(EXCERPTED RECORDS begins)
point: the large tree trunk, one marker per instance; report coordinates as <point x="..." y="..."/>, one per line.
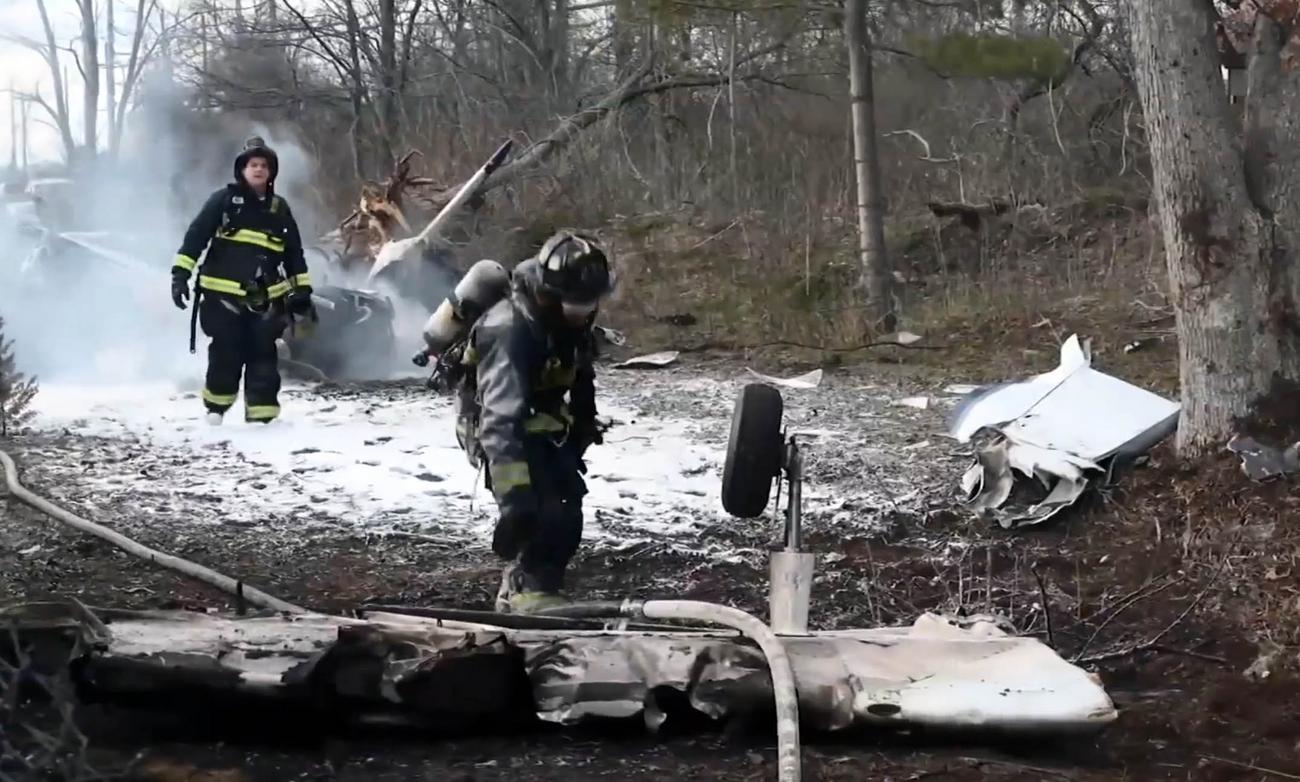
<point x="871" y="207"/>
<point x="389" y="81"/>
<point x="111" y="74"/>
<point x="59" y="112"/>
<point x="1229" y="217"/>
<point x="90" y="75"/>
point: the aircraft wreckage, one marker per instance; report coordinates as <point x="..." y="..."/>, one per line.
<point x="648" y="660"/>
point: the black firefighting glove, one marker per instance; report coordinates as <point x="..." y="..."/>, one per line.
<point x="515" y="525"/>
<point x="584" y="435"/>
<point x="180" y="290"/>
<point x="300" y="302"/>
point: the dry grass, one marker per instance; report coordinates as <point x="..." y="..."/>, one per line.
<point x="1000" y="298"/>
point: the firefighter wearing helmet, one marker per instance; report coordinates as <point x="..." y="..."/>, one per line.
<point x="527" y="408"/>
<point x="252" y="279"/>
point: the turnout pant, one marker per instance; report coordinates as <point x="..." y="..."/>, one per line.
<point x="559" y="486"/>
<point x="243" y="342"/>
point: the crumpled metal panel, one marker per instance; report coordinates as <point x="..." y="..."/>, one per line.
<point x="935" y="672"/>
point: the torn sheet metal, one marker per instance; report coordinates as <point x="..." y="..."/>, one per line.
<point x="806" y="381"/>
<point x="650" y="361"/>
<point x="394" y="667"/>
<point x="1264" y="463"/>
<point x="1061" y="429"/>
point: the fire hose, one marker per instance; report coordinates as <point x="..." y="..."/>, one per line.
<point x="151" y="555"/>
<point x="789" y="768"/>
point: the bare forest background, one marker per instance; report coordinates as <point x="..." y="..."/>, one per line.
<point x="710" y="140"/>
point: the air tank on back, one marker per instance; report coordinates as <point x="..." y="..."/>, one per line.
<point x="484" y="285"/>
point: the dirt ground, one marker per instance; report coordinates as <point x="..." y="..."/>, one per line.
<point x="1179" y="587"/>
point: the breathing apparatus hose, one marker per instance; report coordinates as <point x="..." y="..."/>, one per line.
<point x="789" y="768"/>
<point x="151" y="555"/>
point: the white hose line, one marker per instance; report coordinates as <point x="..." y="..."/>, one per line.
<point x="151" y="555"/>
<point x="789" y="768"/>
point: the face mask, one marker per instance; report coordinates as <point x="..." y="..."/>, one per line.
<point x="576" y="313"/>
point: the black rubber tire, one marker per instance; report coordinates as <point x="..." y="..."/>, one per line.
<point x="753" y="451"/>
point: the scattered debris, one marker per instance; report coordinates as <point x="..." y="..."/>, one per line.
<point x="1264" y="463"/>
<point x="650" y="361"/>
<point x="610" y="335"/>
<point x="810" y="379"/>
<point x="480" y="669"/>
<point x="1062" y="428"/>
<point x="901" y="338"/>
(EXCERPTED RECORDS ends)
WHAT YOU NEED TO DO: Repeat every line of the data above exactly, but drop the pictures.

EXPECTED OUTPUT:
point: the large tree trunk, one marker per instance; report coordinates as <point x="..." y="..."/>, one per line.
<point x="871" y="207"/>
<point x="389" y="81"/>
<point x="111" y="74"/>
<point x="59" y="112"/>
<point x="1229" y="217"/>
<point x="90" y="75"/>
point: the aircraft wreckage, one marker per instance; report coordinates as <point x="..." y="..."/>, one per line.
<point x="648" y="660"/>
point: the black firefighting glove, one marker per instance; report coordinates as <point x="..." y="..."/>, one per line.
<point x="515" y="525"/>
<point x="584" y="435"/>
<point x="180" y="290"/>
<point x="300" y="302"/>
point: the dry grass, one marker per instance; report coordinates as <point x="..." y="..."/>, one per line.
<point x="1000" y="298"/>
point: the firefighter wearing helmet, one marker per instance; report coordinates as <point x="..." y="..."/>, one per line.
<point x="527" y="408"/>
<point x="252" y="279"/>
point: the turnout pant, one marker per instance; report coordinates as <point x="..." y="..."/>, one per line.
<point x="559" y="486"/>
<point x="243" y="342"/>
point: the crumpled metal panel, one marker per instance; report coordinates as <point x="..." y="..."/>, one per line.
<point x="935" y="672"/>
point: the torn sheet metal, one marker per instance; report coordinates as <point x="..." y="..."/>, one per line.
<point x="806" y="381"/>
<point x="650" y="361"/>
<point x="394" y="667"/>
<point x="1264" y="463"/>
<point x="1061" y="429"/>
point: the fire hose, one marker per instance; report coordinates as <point x="..." y="..."/>, one per line.
<point x="151" y="555"/>
<point x="789" y="768"/>
point: the bare forest background, one marker per instance; report coordinates as <point x="..." y="..."/>, one per line.
<point x="710" y="140"/>
point: the air tank on back, one marker per instance; report coordinates as <point x="..." y="..."/>, one per line.
<point x="484" y="285"/>
point: the dirt ground, one marker per instance; report coordinates as <point x="..." y="..."/>, one per line.
<point x="1179" y="587"/>
point: the breathing apparatus hose, one marker per instance; report coordinates as <point x="..." y="..."/>, one per line.
<point x="789" y="768"/>
<point x="151" y="555"/>
point: the white hose line, one marker per instance; report coordinates as <point x="..." y="..."/>, one per line.
<point x="151" y="555"/>
<point x="789" y="768"/>
point: the face mask, one marker per instance; report coordinates as <point x="..." y="..."/>, one per line.
<point x="576" y="313"/>
point: the black rubber tire, one marker per instance; report coordinates as <point x="..." y="..."/>, one per line.
<point x="753" y="451"/>
point: the scattered debris, one marker per instance; report coordinates as <point x="..." y="..."/>, one per line.
<point x="1264" y="463"/>
<point x="650" y="361"/>
<point x="610" y="335"/>
<point x="810" y="379"/>
<point x="480" y="669"/>
<point x="1062" y="428"/>
<point x="901" y="338"/>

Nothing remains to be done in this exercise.